GOALS ->
- a) According to the text on the Masters, what is the realm between the physical and purely spiritual worlds often called?
- b) Retype the text on the Masters from "This is one" up to and including "souring the whole.", character for character.

TEXT EXCERPT ->
---

The Masters as presented by the Theosophists started off as flesh and blood figures, enlightened but physically incarnate though dwelling in Himalayan remoteness. Recent research has suggested that they may originally have been based on actual people encountered by Madame Blavatsky on her wanderings; people she then used as models for the Masters who would therefore be largely her creation, in appearance at least. But that’s certainly not how they were thought of at the time and subsequent Theosophical leaders expanded on the original picture of the Masters considerably, elevating them to almost Christ-like figures which is slightly odd since they were essentially Buddhists. They promoted the young Krishnamurti as their intended mouthpiece only to be discomfited when he rejected the position intended for him, apparently turning his back on the whole idea of Masters. However, the concept of spiritual supermen did not go away. It was taken up by other groups and is now an intrinsic part of New Age thought with a variety of channelled communications purportedly emanating from what has come to be called the Spiritual Hierarchy. For the interested layperson separating fact from fiction in all this can be something of a challenge.

You might think that either such Masters exist or they don’t exist but it’s not quite that straightforward. In a famous passage, Dion Fortune said “The Masters as you picture them are all ‘imagination’. I did not say that the Masters were imagination (but) the Masters as they are supposed to be in popular would-be esoteric thought are pure fiction.” This remark makes clear that the Masters are real but they are not as we think they are or as presented by some of those claiming to represent them. This does not necessarily mean that such people are deliberately misleading us and to understand why this is so we have to understand something of the composition of the higher worlds from whence these people say they derive their inspiration.

Esoteric thought tells us that between the physical and purely spiritual worlds there exists a realm corresponding to the human psyche which is often called the astral plane. This is non-physical but still material in that it is a plane of form and multiplicity. It has no permanent reality but is formed of the wishes, desires and thoughts of human beings built up over thousands of years. It is the world to which belong the emotions and the imaginative impulses of humanity, and, significantly for our topic, the substance of which it is formed is readily responsive to thought. What this means is that the psychically sensitive person can either create, through imagination and aspiration, an image of a Master or else ‘tune in’ to a pre-existing one. If he lacks spiritual discernment he may mistake the image for the reality. This image or thought-form is not inert like a statue but may acquire a kind of life of its own. It may be capable of giving teachings that reflect its creator’s already existing spiritual knowledge and thus give the impression of a certain attainment.

This is one source of confusion, one that relates to the imagination spoken of by Dion Fortune, but the matter is further complicated by the fact that there exist on this astral plane disembodied beings who may pose as, or even consider themselves to be, Masters. These beings may have a sophisticated knowledge of the inner worlds but that does not mean they have transcended identification with the ego self which would be the case with a genuine Master. This is why they still function at lower levels. They may give teachings which to the intellect seem good and true but which will lack the transformative impulse that would come from one who might give similar teachings having personally realised their essence. Moreover, these lesser teachings will always contain flaws that act like vinegar in milk, souring the whole.

The Masters are not focused in the psychic worlds. They are not, except in the rarest of cases, the beings that communicate through channelling. Their field of operation is the spiritual world which transcends the phenomenal realms of change and multiplicity of which the psychic is still a part. Only very seldom do they descend below this level. They are not the exotically named and elaborately titled figures of occult fantasy.

---

RECORDED INFORMATION ->
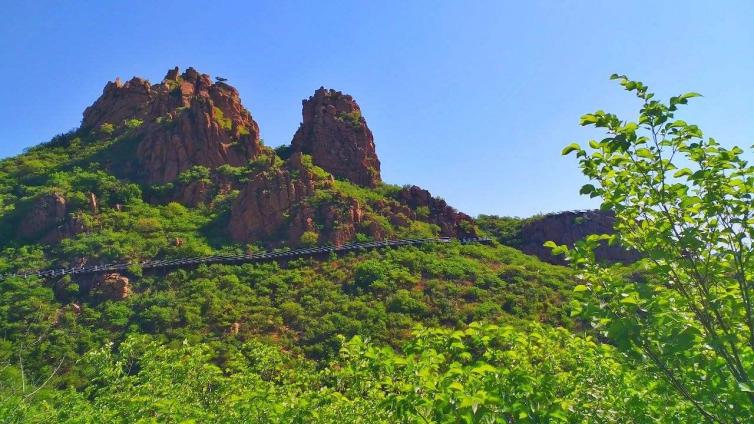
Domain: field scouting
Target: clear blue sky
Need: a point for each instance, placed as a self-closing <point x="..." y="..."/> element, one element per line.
<point x="472" y="100"/>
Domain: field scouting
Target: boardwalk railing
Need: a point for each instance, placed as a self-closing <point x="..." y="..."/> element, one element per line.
<point x="244" y="258"/>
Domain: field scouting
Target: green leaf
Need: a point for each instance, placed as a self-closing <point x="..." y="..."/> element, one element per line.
<point x="586" y="189"/>
<point x="682" y="173"/>
<point x="745" y="387"/>
<point x="580" y="288"/>
<point x="644" y="153"/>
<point x="570" y="148"/>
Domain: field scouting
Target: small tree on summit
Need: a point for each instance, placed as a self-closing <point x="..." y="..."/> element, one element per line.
<point x="685" y="203"/>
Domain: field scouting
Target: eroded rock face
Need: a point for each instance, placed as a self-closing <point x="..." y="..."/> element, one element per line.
<point x="451" y="222"/>
<point x="48" y="220"/>
<point x="567" y="228"/>
<point x="187" y="120"/>
<point x="47" y="211"/>
<point x="264" y="203"/>
<point x="336" y="135"/>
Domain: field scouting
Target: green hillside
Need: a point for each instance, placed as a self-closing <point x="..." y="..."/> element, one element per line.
<point x="444" y="332"/>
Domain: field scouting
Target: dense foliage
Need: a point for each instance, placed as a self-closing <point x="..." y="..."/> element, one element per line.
<point x="685" y="203"/>
<point x="498" y="337"/>
<point x="481" y="373"/>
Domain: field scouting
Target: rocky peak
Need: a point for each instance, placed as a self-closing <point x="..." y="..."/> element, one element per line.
<point x="336" y="135"/>
<point x="261" y="208"/>
<point x="451" y="222"/>
<point x="186" y="120"/>
<point x="567" y="228"/>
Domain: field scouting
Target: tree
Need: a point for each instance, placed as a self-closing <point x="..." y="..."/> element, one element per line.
<point x="685" y="204"/>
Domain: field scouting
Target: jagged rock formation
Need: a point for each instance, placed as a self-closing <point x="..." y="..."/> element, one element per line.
<point x="261" y="207"/>
<point x="336" y="135"/>
<point x="48" y="220"/>
<point x="567" y="228"/>
<point x="186" y="119"/>
<point x="451" y="222"/>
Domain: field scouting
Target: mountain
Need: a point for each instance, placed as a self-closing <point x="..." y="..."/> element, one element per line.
<point x="177" y="169"/>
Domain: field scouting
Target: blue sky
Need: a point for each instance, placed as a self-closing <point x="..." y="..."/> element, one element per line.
<point x="472" y="100"/>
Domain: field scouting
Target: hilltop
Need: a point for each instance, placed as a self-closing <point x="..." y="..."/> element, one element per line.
<point x="177" y="169"/>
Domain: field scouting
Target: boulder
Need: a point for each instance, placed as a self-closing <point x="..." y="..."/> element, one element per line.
<point x="451" y="222"/>
<point x="186" y="119"/>
<point x="567" y="228"/>
<point x="265" y="203"/>
<point x="336" y="135"/>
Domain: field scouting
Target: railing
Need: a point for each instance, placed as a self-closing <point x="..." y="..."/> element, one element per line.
<point x="244" y="258"/>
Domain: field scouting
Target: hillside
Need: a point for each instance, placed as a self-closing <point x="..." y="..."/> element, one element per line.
<point x="177" y="169"/>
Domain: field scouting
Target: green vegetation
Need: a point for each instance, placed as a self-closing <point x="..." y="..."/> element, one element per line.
<point x="437" y="333"/>
<point x="480" y="373"/>
<point x="685" y="203"/>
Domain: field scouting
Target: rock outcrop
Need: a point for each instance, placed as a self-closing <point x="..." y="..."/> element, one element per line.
<point x="336" y="135"/>
<point x="451" y="222"/>
<point x="186" y="120"/>
<point x="567" y="228"/>
<point x="48" y="220"/>
<point x="263" y="205"/>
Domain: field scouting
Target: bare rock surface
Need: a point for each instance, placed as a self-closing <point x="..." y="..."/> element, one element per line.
<point x="336" y="135"/>
<point x="186" y="120"/>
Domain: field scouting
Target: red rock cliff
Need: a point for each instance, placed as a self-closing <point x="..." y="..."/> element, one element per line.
<point x="187" y="120"/>
<point x="336" y="135"/>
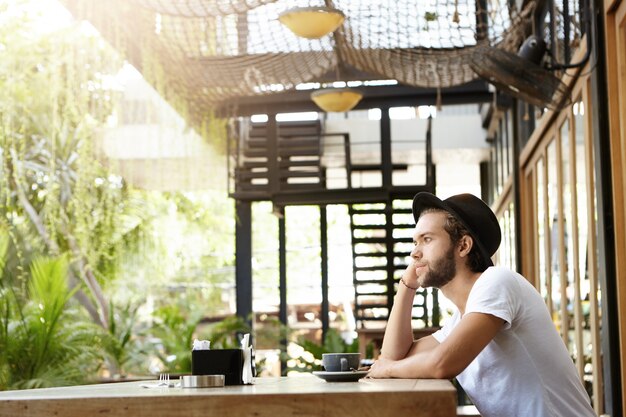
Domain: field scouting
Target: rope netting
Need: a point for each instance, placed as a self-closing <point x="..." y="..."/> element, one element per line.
<point x="209" y="52"/>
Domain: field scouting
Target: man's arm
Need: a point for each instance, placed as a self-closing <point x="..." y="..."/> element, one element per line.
<point x="445" y="360"/>
<point x="398" y="339"/>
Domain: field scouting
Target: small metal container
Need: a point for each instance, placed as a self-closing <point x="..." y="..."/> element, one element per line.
<point x="202" y="381"/>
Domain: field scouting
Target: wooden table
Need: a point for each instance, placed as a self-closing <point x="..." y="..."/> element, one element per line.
<point x="305" y="396"/>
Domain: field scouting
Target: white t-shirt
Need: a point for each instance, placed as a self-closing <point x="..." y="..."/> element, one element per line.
<point x="526" y="369"/>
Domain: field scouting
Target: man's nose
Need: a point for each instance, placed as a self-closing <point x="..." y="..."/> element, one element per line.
<point x="416" y="253"/>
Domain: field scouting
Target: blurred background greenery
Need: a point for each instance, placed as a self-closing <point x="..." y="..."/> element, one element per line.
<point x="101" y="279"/>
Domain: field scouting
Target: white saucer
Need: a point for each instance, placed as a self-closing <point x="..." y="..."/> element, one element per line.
<point x="347" y="376"/>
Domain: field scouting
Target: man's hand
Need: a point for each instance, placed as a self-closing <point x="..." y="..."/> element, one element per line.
<point x="410" y="275"/>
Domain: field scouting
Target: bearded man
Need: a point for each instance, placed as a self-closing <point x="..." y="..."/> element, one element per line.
<point x="501" y="343"/>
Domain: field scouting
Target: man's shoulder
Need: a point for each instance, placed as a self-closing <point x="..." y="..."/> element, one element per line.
<point x="499" y="274"/>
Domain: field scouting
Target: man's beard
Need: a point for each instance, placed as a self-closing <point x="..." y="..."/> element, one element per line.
<point x="441" y="271"/>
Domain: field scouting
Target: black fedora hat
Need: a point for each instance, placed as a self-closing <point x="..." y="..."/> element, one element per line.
<point x="474" y="215"/>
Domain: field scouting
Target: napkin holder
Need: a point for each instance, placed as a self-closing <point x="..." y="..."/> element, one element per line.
<point x="227" y="362"/>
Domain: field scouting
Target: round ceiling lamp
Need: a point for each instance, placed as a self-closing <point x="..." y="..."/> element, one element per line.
<point x="336" y="99"/>
<point x="312" y="22"/>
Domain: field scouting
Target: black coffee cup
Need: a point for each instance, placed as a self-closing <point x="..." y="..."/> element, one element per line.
<point x="341" y="362"/>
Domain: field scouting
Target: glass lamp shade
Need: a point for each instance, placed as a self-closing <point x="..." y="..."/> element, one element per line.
<point x="336" y="99"/>
<point x="312" y="22"/>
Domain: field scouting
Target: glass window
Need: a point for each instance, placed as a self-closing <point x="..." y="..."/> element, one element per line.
<point x="568" y="221"/>
<point x="542" y="238"/>
<point x="554" y="234"/>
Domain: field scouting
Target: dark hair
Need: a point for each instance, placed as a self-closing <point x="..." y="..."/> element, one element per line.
<point x="456" y="231"/>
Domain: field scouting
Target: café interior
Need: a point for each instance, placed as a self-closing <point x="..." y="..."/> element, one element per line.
<point x="540" y="83"/>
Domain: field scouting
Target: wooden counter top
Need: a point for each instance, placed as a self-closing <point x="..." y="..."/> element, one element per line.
<point x="268" y="397"/>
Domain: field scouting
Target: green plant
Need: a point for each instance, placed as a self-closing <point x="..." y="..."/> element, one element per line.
<point x="43" y="341"/>
<point x="226" y="333"/>
<point x="124" y="350"/>
<point x="175" y="329"/>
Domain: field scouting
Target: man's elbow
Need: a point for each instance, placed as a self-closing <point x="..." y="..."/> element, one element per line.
<point x="443" y="368"/>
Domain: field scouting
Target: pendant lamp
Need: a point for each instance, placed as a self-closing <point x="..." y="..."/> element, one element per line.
<point x="336" y="99"/>
<point x="312" y="22"/>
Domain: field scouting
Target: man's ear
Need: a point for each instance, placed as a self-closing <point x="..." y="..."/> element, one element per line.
<point x="465" y="245"/>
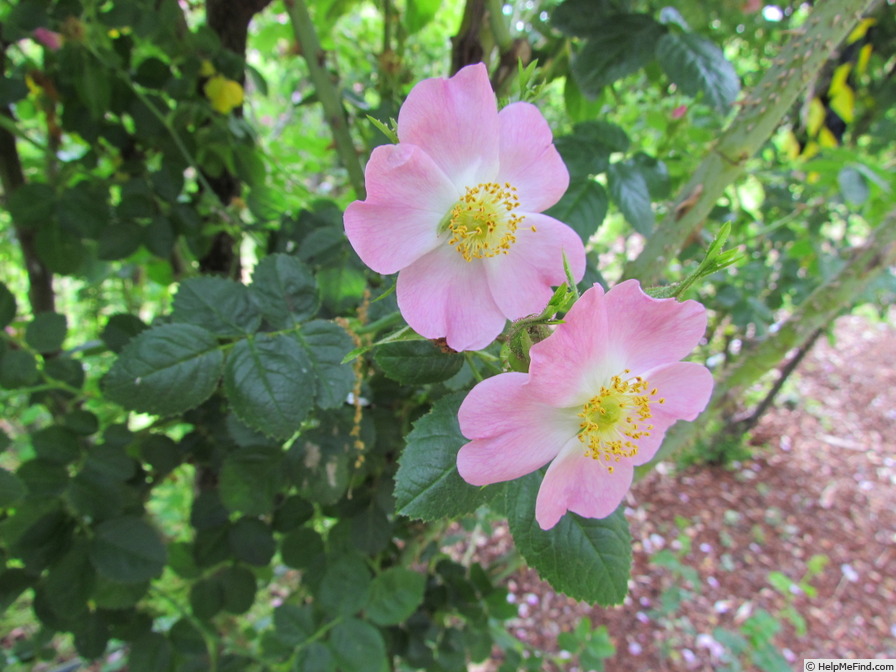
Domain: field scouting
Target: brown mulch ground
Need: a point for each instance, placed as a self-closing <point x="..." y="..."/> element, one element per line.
<point x="821" y="482"/>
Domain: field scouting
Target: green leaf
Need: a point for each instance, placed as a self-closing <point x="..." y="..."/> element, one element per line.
<point x="630" y="192"/>
<point x="293" y="624"/>
<point x="18" y="368"/>
<point x="252" y="542"/>
<point x="127" y="550"/>
<point x="321" y="460"/>
<point x="83" y="209"/>
<point x="221" y="306"/>
<point x="11" y="489"/>
<point x="292" y="512"/>
<point x="13" y="582"/>
<point x="395" y="595"/>
<point x="42" y="478"/>
<point x="417" y="362"/>
<point x="697" y="65"/>
<point x="166" y="370"/>
<point x="70" y="581"/>
<point x="359" y="647"/>
<point x="8" y="306"/>
<point x="152" y="652"/>
<point x="206" y="598"/>
<point x="120" y="329"/>
<point x="583" y="207"/>
<point x="119" y="241"/>
<point x="114" y="595"/>
<point x="56" y="444"/>
<point x="62" y="251"/>
<point x="427" y="484"/>
<point x="655" y="174"/>
<point x="327" y="344"/>
<point x="32" y="205"/>
<point x="585" y="558"/>
<point x="250" y="479"/>
<point x="853" y="185"/>
<point x="316" y="657"/>
<point x="284" y="290"/>
<point x="345" y="585"/>
<point x="583" y="18"/>
<point x="269" y="383"/>
<point x="300" y="547"/>
<point x="620" y="46"/>
<point x="419" y="13"/>
<point x="670" y="15"/>
<point x="239" y="585"/>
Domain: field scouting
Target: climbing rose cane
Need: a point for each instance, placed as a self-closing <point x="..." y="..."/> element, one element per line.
<point x="600" y="394"/>
<point x="455" y="208"/>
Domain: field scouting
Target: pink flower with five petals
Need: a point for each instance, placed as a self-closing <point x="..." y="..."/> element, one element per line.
<point x="456" y="209"/>
<point x="600" y="394"/>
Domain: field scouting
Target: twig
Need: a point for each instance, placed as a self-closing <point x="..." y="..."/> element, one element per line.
<point x="327" y="92"/>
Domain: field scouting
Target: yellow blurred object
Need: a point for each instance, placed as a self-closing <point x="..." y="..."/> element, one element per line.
<point x="815" y="117"/>
<point x="33" y="87"/>
<point x="859" y="31"/>
<point x="826" y="138"/>
<point x="224" y="94"/>
<point x="844" y="104"/>
<point x="864" y="57"/>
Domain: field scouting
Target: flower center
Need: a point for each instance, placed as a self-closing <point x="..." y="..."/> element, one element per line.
<point x="484" y="221"/>
<point x="615" y="418"/>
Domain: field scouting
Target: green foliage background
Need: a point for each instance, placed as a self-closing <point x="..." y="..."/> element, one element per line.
<point x="191" y="468"/>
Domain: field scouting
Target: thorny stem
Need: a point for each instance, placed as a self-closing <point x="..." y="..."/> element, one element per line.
<point x="761" y="110"/>
<point x="820" y="308"/>
<point x="327" y="92"/>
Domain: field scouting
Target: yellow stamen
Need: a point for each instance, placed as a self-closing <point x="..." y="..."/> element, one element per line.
<point x="616" y="418"/>
<point x="484" y="221"/>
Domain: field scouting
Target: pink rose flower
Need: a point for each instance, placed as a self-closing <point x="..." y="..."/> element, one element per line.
<point x="600" y="394"/>
<point x="455" y="208"/>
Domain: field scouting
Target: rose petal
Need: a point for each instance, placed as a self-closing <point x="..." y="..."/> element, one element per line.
<point x="646" y="332"/>
<point x="513" y="433"/>
<point x="407" y="197"/>
<point x="455" y="121"/>
<point x="686" y="388"/>
<point x="529" y="160"/>
<point x="521" y="281"/>
<point x="441" y="295"/>
<point x="577" y="483"/>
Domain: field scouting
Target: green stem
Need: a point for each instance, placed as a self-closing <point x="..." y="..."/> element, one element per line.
<point x="761" y="112"/>
<point x="327" y="92"/>
<point x="819" y="309"/>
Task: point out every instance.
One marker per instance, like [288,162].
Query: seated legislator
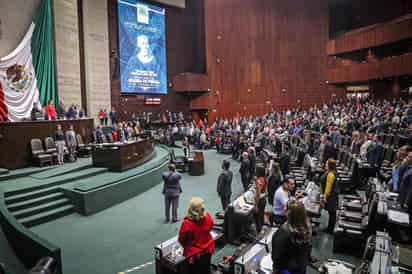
[291,244]
[195,238]
[50,111]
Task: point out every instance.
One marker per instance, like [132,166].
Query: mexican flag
[27,75]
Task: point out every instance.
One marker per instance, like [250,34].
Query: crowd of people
[59,112]
[363,121]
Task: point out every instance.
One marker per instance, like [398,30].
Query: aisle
[122,237]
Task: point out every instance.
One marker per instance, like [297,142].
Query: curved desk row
[122,156]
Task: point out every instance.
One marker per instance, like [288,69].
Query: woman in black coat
[291,244]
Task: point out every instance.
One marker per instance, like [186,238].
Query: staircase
[45,202]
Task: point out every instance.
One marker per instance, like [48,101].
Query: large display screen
[142,47]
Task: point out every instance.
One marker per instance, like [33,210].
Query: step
[55,181]
[34,202]
[24,172]
[47,216]
[32,195]
[24,213]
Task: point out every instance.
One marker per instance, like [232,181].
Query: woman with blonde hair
[329,189]
[291,244]
[195,238]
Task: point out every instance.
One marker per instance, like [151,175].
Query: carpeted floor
[7,257]
[122,237]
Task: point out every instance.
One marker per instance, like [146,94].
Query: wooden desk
[15,138]
[197,164]
[122,156]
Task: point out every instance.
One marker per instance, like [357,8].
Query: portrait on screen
[142,48]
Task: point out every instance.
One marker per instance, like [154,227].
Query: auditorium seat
[39,155]
[50,148]
[83,149]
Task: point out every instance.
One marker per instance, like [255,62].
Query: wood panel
[372,36]
[388,67]
[15,138]
[256,49]
[185,53]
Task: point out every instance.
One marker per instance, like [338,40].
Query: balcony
[388,67]
[372,36]
[191,83]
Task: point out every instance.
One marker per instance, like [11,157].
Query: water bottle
[396,254]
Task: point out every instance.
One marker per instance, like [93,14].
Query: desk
[122,156]
[197,164]
[15,138]
[169,255]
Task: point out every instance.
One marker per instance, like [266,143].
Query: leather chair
[109,138]
[38,153]
[83,149]
[50,148]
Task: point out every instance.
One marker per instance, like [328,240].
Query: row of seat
[47,154]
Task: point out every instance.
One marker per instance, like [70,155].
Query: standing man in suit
[171,190]
[224,184]
[71,142]
[245,170]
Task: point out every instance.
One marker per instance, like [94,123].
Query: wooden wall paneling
[185,53]
[261,51]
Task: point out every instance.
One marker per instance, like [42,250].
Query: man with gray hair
[171,190]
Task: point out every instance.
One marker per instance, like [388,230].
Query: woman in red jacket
[195,238]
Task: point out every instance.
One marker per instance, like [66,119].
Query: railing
[388,67]
[372,36]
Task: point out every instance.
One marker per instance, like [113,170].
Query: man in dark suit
[224,184]
[171,191]
[245,170]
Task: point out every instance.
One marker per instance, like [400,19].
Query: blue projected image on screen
[142,48]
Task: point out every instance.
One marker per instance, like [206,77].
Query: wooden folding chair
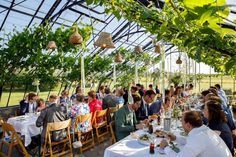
[14,140]
[120,105]
[110,113]
[56,126]
[86,138]
[113,136]
[101,127]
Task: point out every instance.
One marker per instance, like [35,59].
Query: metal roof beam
[10,8]
[50,12]
[35,13]
[24,13]
[77,11]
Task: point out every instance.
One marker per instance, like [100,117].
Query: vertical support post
[82,74]
[146,78]
[136,72]
[114,75]
[221,80]
[195,76]
[199,72]
[210,77]
[8,100]
[163,71]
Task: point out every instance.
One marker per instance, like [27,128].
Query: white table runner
[26,126]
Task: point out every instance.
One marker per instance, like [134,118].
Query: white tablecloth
[26,126]
[130,147]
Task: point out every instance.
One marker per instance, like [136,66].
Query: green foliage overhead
[193,26]
[25,54]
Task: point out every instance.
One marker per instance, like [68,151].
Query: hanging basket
[138,49]
[51,45]
[76,38]
[158,48]
[104,41]
[178,61]
[147,62]
[118,58]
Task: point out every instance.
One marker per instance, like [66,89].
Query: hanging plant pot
[138,49]
[51,45]
[158,48]
[178,61]
[76,38]
[104,41]
[147,62]
[118,58]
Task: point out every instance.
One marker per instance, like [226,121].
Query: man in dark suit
[53,113]
[144,111]
[140,90]
[29,104]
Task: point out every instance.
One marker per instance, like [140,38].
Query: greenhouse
[114,78]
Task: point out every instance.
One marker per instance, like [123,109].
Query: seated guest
[28,105]
[217,121]
[119,96]
[155,107]
[167,105]
[94,104]
[77,91]
[64,98]
[40,105]
[190,89]
[101,93]
[172,90]
[200,142]
[140,91]
[80,108]
[157,90]
[125,119]
[109,100]
[229,118]
[144,111]
[151,87]
[53,113]
[178,93]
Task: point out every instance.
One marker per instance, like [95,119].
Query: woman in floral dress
[80,108]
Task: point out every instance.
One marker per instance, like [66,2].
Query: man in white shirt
[200,142]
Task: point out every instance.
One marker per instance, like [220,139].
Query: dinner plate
[147,143]
[151,139]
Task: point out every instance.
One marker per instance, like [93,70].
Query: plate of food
[160,134]
[145,139]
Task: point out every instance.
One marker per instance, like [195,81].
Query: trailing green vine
[194,26]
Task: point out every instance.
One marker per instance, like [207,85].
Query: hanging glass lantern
[104,41]
[158,48]
[76,38]
[138,49]
[118,58]
[51,45]
[179,61]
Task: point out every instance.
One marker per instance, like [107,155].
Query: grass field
[227,84]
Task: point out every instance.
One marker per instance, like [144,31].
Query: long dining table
[26,126]
[132,147]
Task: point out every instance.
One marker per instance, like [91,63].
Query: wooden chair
[101,127]
[113,136]
[120,105]
[86,138]
[14,141]
[56,126]
[110,113]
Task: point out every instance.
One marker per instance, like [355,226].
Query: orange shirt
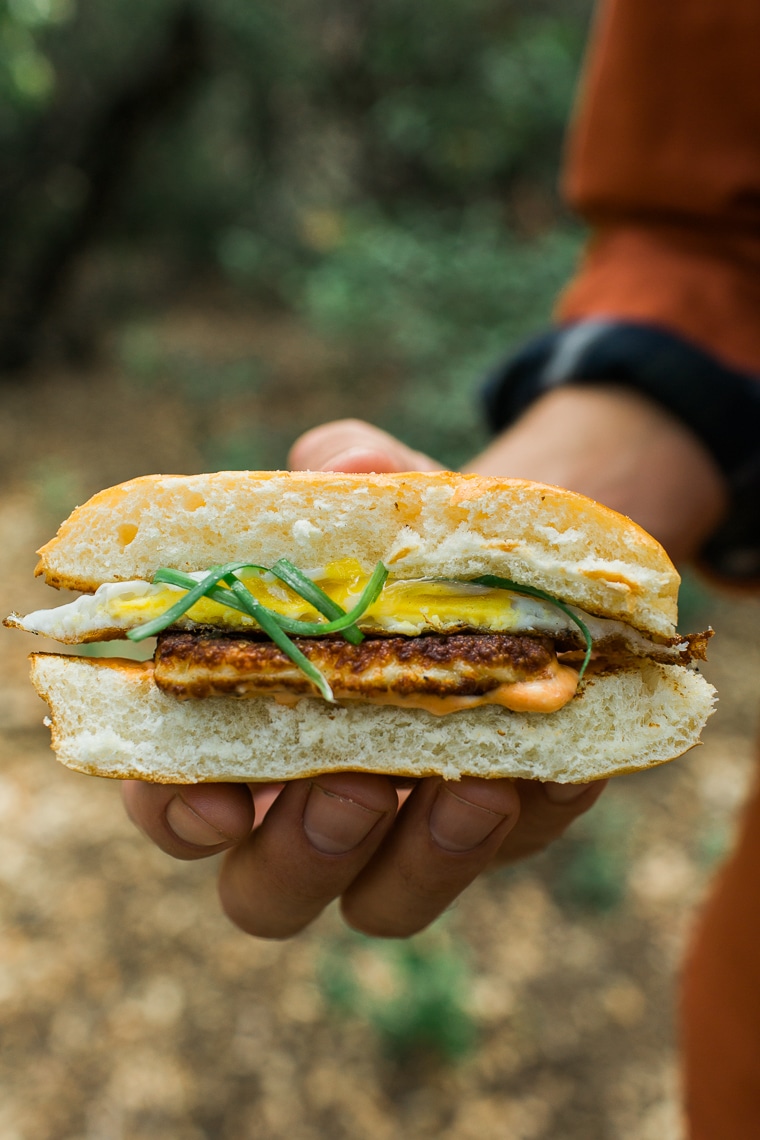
[664,163]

---

ANSWERS TO THE EXERCISES ->
- a) The astral plane.

- b)
This is one source of confusion, one that relates to the imagination spoken of by Dion Fortune, but the matter is further complicated by the fact that there exist on this astral plane disembodied beings who may pose as, or even consider themselves to be, Masters. These beings may have a sophisticated knowledge of the inner worlds but that does not mean they have transcended identification with the ego self which would be the case with a genuine Master. This is why they still function at lower levels. They may give teachings which to the intellect seem good and true but which will lack the transformative impulse that would come from one who might give similar teachings having personally realised their essence. Moreover, these lesser teachings will always contain flaws that act like vinegar in milk, souring the whole.